:: INSTRUCTIONS TO FOLLOW ::
Transcribe the entries below without any changes, from the line containing "Task: Where can the truck tailgate" through the end of the entries.

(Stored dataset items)
━━━━
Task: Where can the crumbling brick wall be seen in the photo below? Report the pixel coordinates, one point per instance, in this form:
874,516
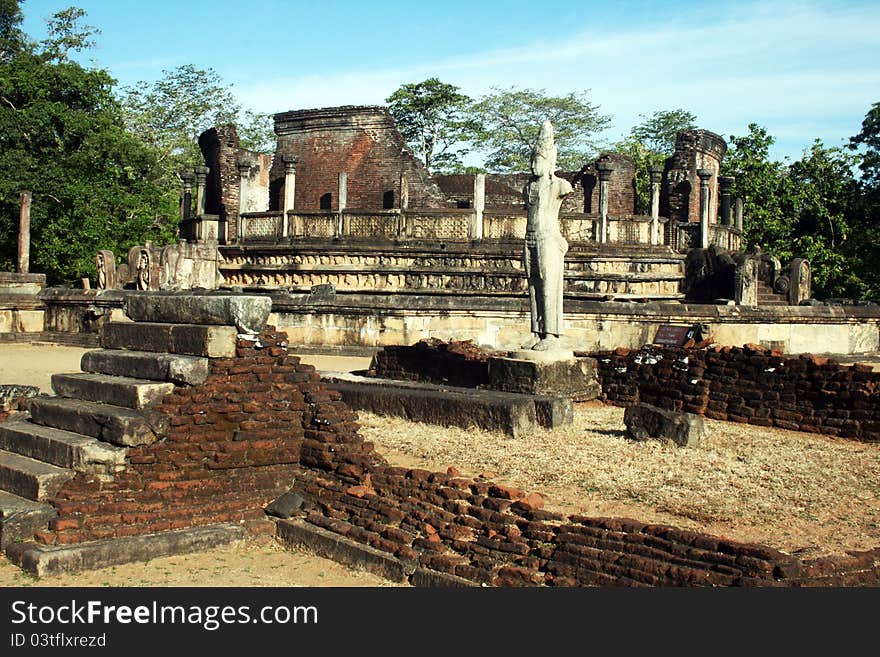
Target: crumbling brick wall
264,424
749,384
359,141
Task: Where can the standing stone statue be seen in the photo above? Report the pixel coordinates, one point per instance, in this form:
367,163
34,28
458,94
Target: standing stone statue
105,266
142,281
545,247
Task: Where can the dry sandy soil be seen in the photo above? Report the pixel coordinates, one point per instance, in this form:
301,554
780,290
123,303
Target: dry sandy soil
798,492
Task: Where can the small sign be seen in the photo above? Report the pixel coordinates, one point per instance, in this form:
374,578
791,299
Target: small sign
674,335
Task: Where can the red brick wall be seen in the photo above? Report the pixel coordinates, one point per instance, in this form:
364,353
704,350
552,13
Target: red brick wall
749,384
359,141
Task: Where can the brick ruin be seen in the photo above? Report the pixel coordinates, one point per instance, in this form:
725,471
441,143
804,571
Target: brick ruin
261,424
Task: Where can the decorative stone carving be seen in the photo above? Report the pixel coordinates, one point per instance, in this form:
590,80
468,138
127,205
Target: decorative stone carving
801,281
105,265
545,248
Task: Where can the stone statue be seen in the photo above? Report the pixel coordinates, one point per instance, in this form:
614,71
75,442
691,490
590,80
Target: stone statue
105,266
545,247
142,281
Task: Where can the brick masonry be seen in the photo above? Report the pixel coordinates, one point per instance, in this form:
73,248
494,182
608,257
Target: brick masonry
264,424
359,141
748,384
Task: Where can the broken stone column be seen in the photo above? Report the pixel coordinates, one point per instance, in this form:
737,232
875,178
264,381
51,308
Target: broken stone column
725,183
644,422
656,174
24,232
289,192
244,170
201,175
605,171
479,205
705,176
343,203
186,204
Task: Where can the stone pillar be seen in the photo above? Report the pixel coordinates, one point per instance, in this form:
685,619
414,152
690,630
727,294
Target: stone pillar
725,183
737,214
605,171
479,205
244,170
289,192
404,192
705,176
341,228
656,174
186,204
24,232
201,174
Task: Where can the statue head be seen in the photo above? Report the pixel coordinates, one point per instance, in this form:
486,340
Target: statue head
544,152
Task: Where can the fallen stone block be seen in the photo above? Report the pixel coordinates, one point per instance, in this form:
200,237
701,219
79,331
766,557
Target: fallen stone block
644,422
116,390
186,339
575,378
176,368
248,313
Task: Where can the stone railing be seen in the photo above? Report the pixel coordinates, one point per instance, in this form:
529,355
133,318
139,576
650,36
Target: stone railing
261,227
455,225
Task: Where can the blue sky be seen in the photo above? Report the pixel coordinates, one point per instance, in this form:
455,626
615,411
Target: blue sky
801,69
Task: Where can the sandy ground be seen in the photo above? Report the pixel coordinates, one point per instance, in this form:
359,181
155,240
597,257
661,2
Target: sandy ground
798,492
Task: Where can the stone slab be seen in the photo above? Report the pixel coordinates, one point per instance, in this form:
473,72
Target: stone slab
48,560
185,339
30,479
644,422
154,366
575,378
324,543
116,390
248,313
20,519
511,413
61,448
10,394
113,424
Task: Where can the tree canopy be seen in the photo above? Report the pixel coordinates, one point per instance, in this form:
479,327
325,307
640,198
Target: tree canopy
508,122
62,138
434,119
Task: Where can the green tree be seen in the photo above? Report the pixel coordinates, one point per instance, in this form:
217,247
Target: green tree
766,190
509,121
657,132
94,184
433,118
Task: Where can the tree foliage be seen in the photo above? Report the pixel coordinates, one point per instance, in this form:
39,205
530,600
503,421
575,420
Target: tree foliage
508,122
657,132
434,119
94,184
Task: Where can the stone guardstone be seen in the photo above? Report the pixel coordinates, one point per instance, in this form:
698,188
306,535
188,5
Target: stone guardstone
539,373
644,422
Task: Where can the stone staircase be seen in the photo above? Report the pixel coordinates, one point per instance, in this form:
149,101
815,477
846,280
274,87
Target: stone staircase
98,413
767,297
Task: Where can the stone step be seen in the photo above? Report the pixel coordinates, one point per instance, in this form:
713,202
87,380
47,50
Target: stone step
20,519
61,448
112,424
48,560
182,370
116,390
30,479
185,339
248,313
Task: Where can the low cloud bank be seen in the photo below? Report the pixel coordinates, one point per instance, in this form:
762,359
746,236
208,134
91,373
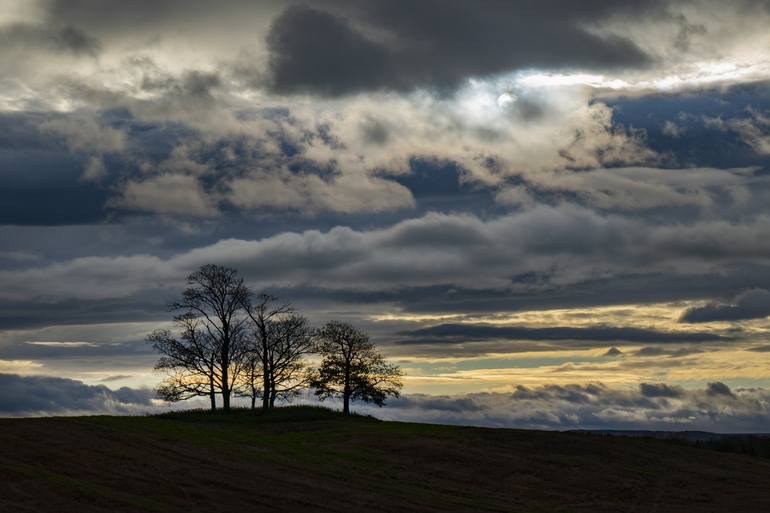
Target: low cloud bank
24,396
655,406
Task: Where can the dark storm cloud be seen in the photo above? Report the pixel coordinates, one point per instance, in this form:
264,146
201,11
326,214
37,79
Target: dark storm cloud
659,390
751,304
42,395
459,333
654,406
403,45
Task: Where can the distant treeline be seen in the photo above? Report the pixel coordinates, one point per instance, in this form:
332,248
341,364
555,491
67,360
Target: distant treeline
757,445
228,341
751,445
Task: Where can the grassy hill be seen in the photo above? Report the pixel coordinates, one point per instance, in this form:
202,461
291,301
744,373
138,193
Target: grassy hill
309,459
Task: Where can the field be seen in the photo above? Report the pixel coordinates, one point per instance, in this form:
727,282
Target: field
309,459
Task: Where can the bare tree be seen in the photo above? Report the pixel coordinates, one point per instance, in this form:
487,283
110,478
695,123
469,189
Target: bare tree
190,361
292,339
352,368
264,312
215,296
251,377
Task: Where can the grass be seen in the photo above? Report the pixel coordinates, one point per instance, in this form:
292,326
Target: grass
315,459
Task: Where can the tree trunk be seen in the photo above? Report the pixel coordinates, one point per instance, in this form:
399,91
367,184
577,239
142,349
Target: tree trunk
346,392
225,376
265,380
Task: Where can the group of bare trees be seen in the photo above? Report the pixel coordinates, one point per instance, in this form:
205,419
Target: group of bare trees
229,342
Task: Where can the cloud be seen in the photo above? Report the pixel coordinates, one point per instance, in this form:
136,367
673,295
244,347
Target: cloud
653,406
48,37
750,304
462,333
42,395
167,194
310,193
397,45
565,246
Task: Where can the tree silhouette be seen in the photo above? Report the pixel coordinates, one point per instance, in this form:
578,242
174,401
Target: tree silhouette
264,312
287,373
209,355
352,368
191,361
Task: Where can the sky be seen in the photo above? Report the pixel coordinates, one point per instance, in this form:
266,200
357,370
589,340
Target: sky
550,214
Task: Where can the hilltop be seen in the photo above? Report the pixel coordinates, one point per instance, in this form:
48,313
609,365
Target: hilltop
310,459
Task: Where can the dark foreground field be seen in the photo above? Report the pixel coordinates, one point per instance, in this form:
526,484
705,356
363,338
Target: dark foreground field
302,459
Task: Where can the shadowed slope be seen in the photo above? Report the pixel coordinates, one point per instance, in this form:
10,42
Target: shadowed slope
309,459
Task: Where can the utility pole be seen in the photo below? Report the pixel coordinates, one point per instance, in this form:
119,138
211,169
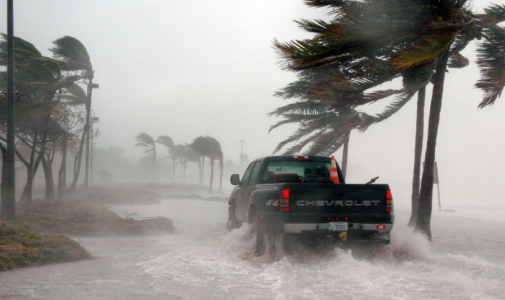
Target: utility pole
9,202
91,86
241,154
93,121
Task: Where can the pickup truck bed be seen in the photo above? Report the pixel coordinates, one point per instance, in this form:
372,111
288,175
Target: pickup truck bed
308,208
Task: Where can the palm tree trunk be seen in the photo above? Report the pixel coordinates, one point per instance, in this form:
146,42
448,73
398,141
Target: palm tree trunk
48,175
199,171
421,96
62,173
3,209
211,173
154,164
173,162
425,198
78,159
345,153
185,166
221,175
88,130
203,169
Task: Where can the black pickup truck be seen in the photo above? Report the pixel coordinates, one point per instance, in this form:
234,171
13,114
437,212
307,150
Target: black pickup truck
295,195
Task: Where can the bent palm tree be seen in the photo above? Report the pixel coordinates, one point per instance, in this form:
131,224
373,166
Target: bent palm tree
73,56
370,42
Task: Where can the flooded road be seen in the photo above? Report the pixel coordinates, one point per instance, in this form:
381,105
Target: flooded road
466,260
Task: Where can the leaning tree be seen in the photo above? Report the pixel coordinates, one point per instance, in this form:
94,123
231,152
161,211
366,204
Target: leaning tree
402,36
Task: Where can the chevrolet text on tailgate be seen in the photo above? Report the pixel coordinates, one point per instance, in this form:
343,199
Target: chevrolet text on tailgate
307,197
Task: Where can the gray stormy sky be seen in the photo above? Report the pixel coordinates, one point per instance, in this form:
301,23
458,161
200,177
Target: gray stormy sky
191,68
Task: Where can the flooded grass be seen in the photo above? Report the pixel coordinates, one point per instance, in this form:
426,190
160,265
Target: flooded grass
20,248
85,218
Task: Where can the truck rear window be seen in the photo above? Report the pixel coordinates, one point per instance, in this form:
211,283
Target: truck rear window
285,171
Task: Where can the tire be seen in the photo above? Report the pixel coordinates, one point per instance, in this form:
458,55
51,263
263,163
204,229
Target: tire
260,238
232,220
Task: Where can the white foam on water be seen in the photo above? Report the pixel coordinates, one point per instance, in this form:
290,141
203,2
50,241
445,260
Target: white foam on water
205,261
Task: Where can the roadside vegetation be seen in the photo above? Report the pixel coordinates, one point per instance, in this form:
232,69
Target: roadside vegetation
20,248
38,236
366,44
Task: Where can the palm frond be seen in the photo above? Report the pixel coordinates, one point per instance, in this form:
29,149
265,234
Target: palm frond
165,140
491,62
72,54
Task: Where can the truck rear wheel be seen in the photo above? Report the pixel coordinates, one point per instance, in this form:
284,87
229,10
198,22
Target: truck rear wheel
260,238
232,220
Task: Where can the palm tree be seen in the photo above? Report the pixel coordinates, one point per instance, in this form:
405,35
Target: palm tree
73,95
180,152
209,147
371,42
73,56
37,80
146,141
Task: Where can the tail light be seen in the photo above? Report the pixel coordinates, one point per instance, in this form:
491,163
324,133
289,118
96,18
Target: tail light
285,200
389,201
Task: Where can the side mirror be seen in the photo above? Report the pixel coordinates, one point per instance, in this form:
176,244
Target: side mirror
235,179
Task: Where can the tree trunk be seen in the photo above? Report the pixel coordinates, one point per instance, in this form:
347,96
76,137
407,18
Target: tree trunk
173,177
88,131
200,171
184,174
3,209
345,153
77,161
203,169
154,164
211,174
425,198
48,175
62,173
421,96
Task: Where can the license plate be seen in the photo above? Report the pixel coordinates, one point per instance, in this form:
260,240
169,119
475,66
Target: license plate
338,226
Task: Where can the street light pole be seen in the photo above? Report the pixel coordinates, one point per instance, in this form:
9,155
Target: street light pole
91,86
93,121
241,154
9,207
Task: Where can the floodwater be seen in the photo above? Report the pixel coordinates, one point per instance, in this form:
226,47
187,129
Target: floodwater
466,260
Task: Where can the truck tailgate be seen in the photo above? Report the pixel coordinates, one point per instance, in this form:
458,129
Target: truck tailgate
356,202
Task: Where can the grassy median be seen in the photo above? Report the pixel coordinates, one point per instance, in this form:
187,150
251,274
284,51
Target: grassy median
━━━━
:: ANSWER FOR THIS EXERCISE ::
Task: Where can the truck tailgate be seen in the photo above? Report the pixel coordinates, one point per instance, in this form:
458,129
Target: truck tailgate
356,202
Task: Where can the grassy median be seen in the photo above? Report the pixel coordinates, one point per instance, in this form:
187,150
251,274
284,51
Target: grassy median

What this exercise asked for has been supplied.